[START Input rows]

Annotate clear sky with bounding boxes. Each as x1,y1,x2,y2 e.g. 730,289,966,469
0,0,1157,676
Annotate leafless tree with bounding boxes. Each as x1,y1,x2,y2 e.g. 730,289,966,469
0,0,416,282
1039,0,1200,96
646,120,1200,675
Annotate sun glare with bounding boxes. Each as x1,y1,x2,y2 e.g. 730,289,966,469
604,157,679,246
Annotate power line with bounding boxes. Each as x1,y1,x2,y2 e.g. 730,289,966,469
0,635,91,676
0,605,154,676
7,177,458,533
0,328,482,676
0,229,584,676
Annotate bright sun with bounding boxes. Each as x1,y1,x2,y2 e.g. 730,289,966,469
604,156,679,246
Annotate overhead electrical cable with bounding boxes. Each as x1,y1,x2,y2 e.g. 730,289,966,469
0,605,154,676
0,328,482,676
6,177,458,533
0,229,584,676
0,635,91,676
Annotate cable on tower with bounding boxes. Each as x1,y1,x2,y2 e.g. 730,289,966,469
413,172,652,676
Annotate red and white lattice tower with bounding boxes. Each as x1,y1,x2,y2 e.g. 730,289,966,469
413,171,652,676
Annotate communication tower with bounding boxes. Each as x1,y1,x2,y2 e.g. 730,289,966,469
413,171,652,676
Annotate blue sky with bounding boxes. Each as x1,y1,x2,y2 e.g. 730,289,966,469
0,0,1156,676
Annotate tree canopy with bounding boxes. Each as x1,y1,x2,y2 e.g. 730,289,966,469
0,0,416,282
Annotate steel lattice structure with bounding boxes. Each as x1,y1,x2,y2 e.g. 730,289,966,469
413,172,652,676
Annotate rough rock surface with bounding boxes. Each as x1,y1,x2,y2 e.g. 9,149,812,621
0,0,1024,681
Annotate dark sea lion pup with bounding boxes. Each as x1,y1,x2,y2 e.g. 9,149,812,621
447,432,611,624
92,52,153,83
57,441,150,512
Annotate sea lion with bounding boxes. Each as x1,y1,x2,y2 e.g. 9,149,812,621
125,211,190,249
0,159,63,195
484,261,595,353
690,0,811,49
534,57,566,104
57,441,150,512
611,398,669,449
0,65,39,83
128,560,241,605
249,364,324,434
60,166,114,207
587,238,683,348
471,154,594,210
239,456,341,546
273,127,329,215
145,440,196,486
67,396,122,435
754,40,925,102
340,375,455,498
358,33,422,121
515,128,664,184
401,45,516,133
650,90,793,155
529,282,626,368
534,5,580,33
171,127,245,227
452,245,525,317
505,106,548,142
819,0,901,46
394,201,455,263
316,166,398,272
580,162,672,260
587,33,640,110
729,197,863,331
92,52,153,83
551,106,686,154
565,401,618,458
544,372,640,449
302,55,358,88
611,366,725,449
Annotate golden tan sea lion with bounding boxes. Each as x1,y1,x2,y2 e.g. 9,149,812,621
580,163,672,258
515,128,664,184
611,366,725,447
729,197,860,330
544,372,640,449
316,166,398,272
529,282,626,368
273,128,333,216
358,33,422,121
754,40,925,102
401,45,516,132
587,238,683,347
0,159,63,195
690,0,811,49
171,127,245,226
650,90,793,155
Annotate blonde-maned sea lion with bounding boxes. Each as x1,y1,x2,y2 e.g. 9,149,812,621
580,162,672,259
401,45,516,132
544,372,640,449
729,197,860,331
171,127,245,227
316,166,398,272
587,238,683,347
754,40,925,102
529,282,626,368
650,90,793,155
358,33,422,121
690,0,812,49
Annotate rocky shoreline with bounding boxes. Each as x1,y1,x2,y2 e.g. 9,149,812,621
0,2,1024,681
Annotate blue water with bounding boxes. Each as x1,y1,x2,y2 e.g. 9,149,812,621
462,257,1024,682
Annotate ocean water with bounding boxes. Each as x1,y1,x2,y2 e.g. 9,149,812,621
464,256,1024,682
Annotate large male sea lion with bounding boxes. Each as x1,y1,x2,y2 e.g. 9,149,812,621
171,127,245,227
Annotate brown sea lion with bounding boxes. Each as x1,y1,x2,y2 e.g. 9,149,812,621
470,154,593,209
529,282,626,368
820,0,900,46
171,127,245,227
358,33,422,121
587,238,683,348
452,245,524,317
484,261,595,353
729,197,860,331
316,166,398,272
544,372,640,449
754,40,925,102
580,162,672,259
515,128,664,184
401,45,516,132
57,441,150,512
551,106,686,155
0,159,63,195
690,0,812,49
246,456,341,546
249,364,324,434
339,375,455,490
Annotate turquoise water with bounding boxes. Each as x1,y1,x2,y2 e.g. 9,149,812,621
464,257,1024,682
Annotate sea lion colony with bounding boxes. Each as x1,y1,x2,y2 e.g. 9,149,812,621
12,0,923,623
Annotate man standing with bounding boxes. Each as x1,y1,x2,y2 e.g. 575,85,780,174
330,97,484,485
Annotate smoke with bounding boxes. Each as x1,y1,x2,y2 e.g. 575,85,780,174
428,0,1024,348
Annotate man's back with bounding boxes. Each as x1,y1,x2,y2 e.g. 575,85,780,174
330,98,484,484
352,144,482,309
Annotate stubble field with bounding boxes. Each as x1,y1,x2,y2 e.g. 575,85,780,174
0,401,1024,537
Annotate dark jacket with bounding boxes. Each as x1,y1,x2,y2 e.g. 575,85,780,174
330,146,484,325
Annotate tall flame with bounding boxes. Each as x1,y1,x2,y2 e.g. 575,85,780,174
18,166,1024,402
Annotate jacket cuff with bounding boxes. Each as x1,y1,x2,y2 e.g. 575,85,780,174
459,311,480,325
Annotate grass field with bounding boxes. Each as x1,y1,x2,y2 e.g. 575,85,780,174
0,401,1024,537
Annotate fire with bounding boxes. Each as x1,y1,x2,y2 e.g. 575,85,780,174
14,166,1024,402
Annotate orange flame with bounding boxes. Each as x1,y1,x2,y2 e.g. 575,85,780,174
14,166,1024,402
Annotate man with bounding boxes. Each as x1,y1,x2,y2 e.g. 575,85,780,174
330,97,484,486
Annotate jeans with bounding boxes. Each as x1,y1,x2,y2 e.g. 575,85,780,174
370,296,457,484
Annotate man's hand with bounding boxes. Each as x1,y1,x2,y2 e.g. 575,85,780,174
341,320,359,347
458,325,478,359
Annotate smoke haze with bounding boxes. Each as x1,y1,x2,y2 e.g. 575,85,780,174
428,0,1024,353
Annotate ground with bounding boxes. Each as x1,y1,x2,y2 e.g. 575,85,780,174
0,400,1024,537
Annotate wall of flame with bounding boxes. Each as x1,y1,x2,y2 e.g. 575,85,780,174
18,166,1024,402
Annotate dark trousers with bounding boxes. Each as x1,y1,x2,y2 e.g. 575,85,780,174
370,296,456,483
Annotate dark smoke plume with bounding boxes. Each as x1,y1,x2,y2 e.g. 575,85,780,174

[END Input rows]

* [Task requirements]: Copy out all of the records above, changing each "Annotate" to "Mark" and leaving everything else as it is.

* [Worked solution]:
Mark clear sky with bounding boxes. Each as x1,y1,x2,y2 e.g. 730,289,966,469
0,0,1157,676
Mark leafless tree with bounding boxes. Each as x1,y1,x2,y2 e.g. 730,289,966,469
0,0,416,282
1039,0,1200,96
646,120,1200,675
Mark sun glare with bounding boxes. Each as x1,y1,x2,y2 e.g. 730,289,966,469
604,157,679,246
Mark power line with bounding boxes. Each as x1,y1,x2,y2 e.g. 730,289,966,469
0,635,91,676
0,605,154,676
7,177,458,533
0,328,482,676
0,229,584,676
Mark bright sun with bounding boxes. Each as x1,y1,x2,y2 e.g. 730,289,966,469
604,156,679,246
Mark overhead electrical cable with bounding boxes. Each as x1,y1,x2,y2 e.g. 730,289,966,469
0,605,154,676
0,328,482,676
6,177,458,533
0,229,584,676
0,635,91,676
Mark cable on tower with bounding boxes. Each as x1,y1,x2,y2 e.g. 730,289,966,469
413,172,652,676
Mark red and white lattice tower with bounding boxes. Each as x1,y1,x2,y2 e.g. 730,289,966,469
413,171,652,676
Mark communication tower with bounding boxes. Each as x1,y1,x2,y2 e.g. 730,289,966,469
413,171,652,676
Mark blue sky with bounding boxes. Each as x1,y1,x2,y2 e.g. 730,289,966,469
0,0,1156,676
Mark tree canopy with bounding boxes. Each as x1,y1,x2,y2 e.g. 730,289,966,469
0,0,416,282
Mark steel lattice structure with bounding boxes. Each as x1,y1,x2,y2 e.g. 730,289,966,469
413,172,652,676
Mark rough rock surface with bounding boxes. Each as x1,y1,x2,y2 e.g. 9,149,812,621
0,0,1024,681
Mark dark sea lion pup with bounding boxes. Each as x1,y1,x2,y2 e.g. 9,149,812,621
447,432,611,624
92,52,153,83
57,441,150,512
Mark sea lion with bounding boxes. Each as x1,y1,x2,y2 e.g. 9,149,812,621
125,211,190,249
0,159,63,195
484,261,595,353
690,0,811,49
534,57,566,104
57,441,150,512
611,398,669,449
0,65,39,83
128,560,241,605
249,364,324,434
60,166,114,207
587,238,683,348
471,154,594,210
239,456,341,546
273,127,329,215
145,440,196,486
67,396,122,435
754,40,925,102
340,375,455,498
358,33,422,121
515,128,664,184
401,45,516,133
650,90,793,155
529,282,626,368
534,5,580,33
171,127,245,227
452,245,525,317
505,106,548,142
819,0,901,46
394,201,455,263
316,166,398,272
580,162,672,260
587,33,640,110
729,197,863,331
92,52,153,83
551,106,686,154
565,401,618,458
544,372,640,449
302,55,358,88
611,366,725,449
Mark golden tan sea lion with bounding boxes. Each as x1,y1,x2,y2 e.g. 9,149,812,621
580,163,672,258
515,128,664,184
611,366,725,447
729,197,860,330
544,372,640,449
316,166,398,272
529,282,626,368
273,128,333,216
358,33,422,121
754,40,925,102
401,45,516,132
587,238,683,347
0,159,63,195
690,0,811,49
171,127,245,226
650,90,793,155
Mark blonde-maned sea lion with bounding boxes. Each as x1,y1,x2,y2 e.g. 9,149,812,621
580,162,672,259
401,45,516,132
544,372,640,449
729,197,860,331
171,127,245,227
316,166,398,272
587,238,683,347
754,40,925,102
529,282,626,368
650,90,793,155
358,33,422,121
690,0,812,49
Mark rocky shoreline with bounding boxes. Each as x1,y1,x2,y2 e.g. 9,149,812,621
0,2,1024,681
Mark blue water with bounding boxes. Each as x1,y1,x2,y2 e.g. 9,149,812,621
462,257,1024,682
Mark ocean water with bounding boxes. Each as x1,y1,x2,y2 e.g. 9,149,812,621
464,256,1024,682
Mark large male sea lion with bounding boxes. Each as x1,y1,x2,y2 e.g. 9,149,812,621
171,127,245,227
Mark brown sea lion with bounding boxes. Each as x1,y1,x2,y2 e.g. 9,149,812,621
470,154,593,209
529,282,626,368
820,0,900,46
171,127,245,227
358,33,422,121
587,238,683,348
452,245,524,317
484,261,595,353
729,197,860,331
316,166,398,272
544,372,640,449
754,40,925,102
580,162,672,259
515,128,664,184
401,45,516,132
57,441,150,512
551,106,686,155
0,159,63,195
690,0,812,49
246,456,341,546
249,364,324,434
339,375,455,490
Mark turquoise water with bounding boxes. Each as x1,y1,x2,y2 e.g. 9,149,812,621
464,257,1024,682
Mark sea lion colony with bounding boxes. Each as x1,y1,x2,y2 e.g. 9,149,812,621
12,0,923,623
Mark man standing with bounding boxes. Each as x1,y1,x2,y2 e.g. 575,85,780,174
330,97,484,485
Mark smoke with bounding boxes. Each as x1,y1,x2,y2 e.g. 575,85,780,174
428,0,1024,348
Mark man's back with bounding boxes. Each as x1,y1,x2,y2 e.g. 575,85,780,174
330,98,484,484
352,144,482,309
Mark stubble field with bounding boxes. Each as x1,y1,x2,y2 e.g. 575,85,780,174
0,401,1024,537
Mark dark jacket with bounding boxes. Each as x1,y1,x2,y2 e.g. 575,85,780,174
330,146,484,325
Mark tall flame with bounding boxes. Each as x1,y1,x2,y2 e.g. 575,85,780,174
18,166,1024,402
Mark jacket cuff with bounding boxes. Each as x1,y1,x2,y2 e.g. 575,85,780,174
459,311,480,325
Mark grass field with bounding boxes. Each as x1,y1,x2,y2 e.g. 575,85,780,174
0,401,1024,537
Mark fire with bounding boxes. Each as x1,y1,x2,y2 e.g. 575,85,780,174
14,166,1024,402
Mark orange flame with bounding boxes. Each as x1,y1,x2,y2 e.g. 575,85,780,174
14,166,1024,402
Mark man with bounding boxes. Each as x1,y1,x2,y2 e.g. 575,85,780,174
330,97,484,486
Mark jeans with bounding boxes. Each as x1,y1,x2,y2 e.g. 575,85,780,174
370,296,457,484
Mark man's hand with bounding boxes. Each as x1,y1,x2,y2 e.g. 575,85,780,174
341,320,359,347
458,325,478,359
Mark smoke haze with bounding boxes. Each as x1,y1,x2,y2 e.g. 575,85,780,174
428,0,1024,353
Mark ground with bounding boxes. Each as x1,y1,x2,y2 e.g. 575,85,780,174
0,400,1024,537
Mark wall of flame with bounding boxes. Each as x1,y1,x2,y2 e.g. 575,85,780,174
18,166,1024,402
Mark dark trousers with bounding boxes. Each as x1,y1,x2,y2 e.g. 575,85,780,174
370,296,456,483
Mark dark smoke plume with bounding boxes. Each as x1,y1,x2,y2 e.g. 575,85,780,174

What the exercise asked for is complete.